GIVEN TASK:
Reproduce every line of the listing below without changes, leaving out the pictures.

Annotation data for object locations
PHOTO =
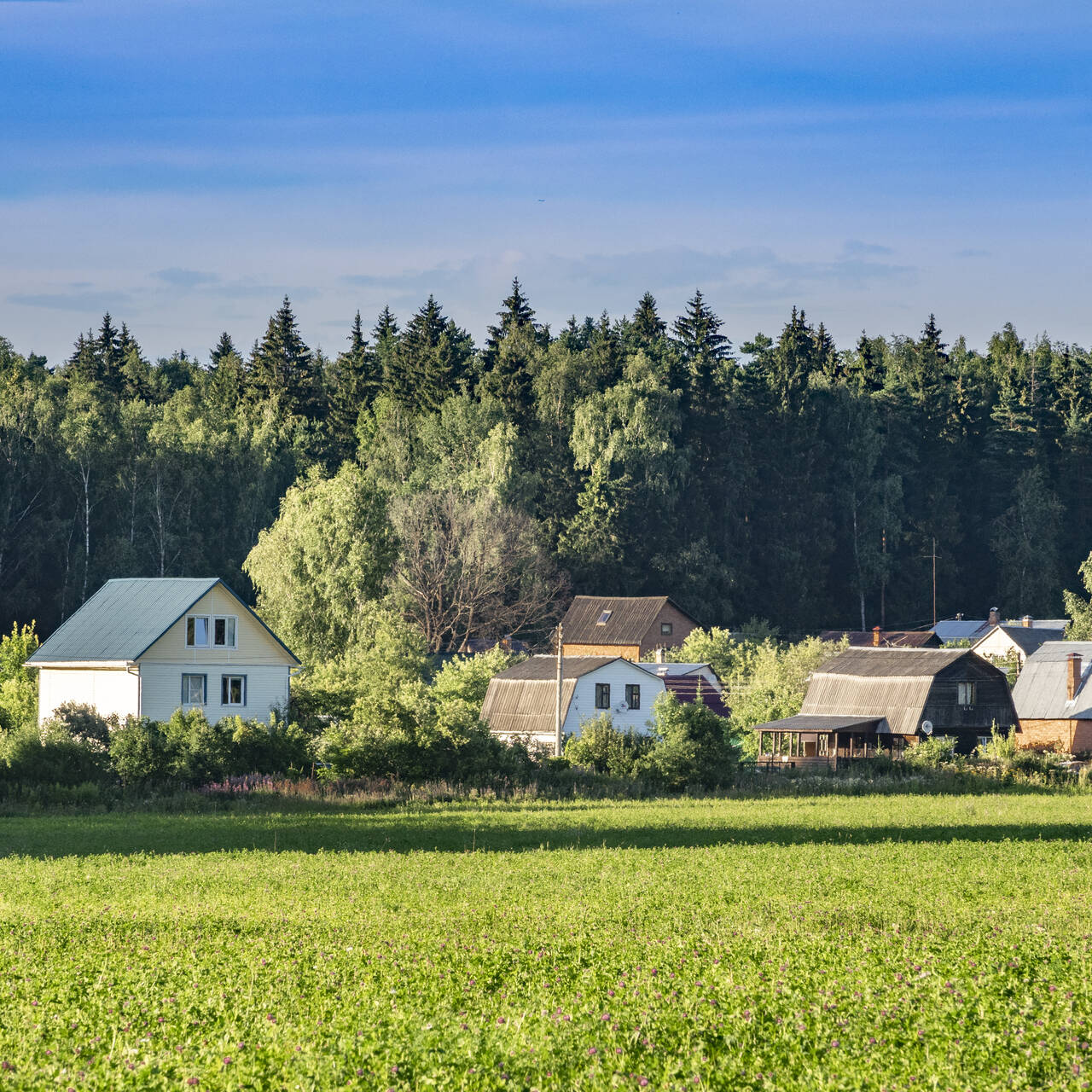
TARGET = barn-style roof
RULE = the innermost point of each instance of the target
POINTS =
(889, 638)
(125, 619)
(1041, 693)
(1025, 638)
(613, 619)
(893, 683)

REPLY:
PHOTO =
TARGET = barn-style roof
RULE = the innermost point of each instance of the target
POINTS =
(889, 638)
(125, 619)
(1041, 693)
(1025, 638)
(613, 619)
(893, 683)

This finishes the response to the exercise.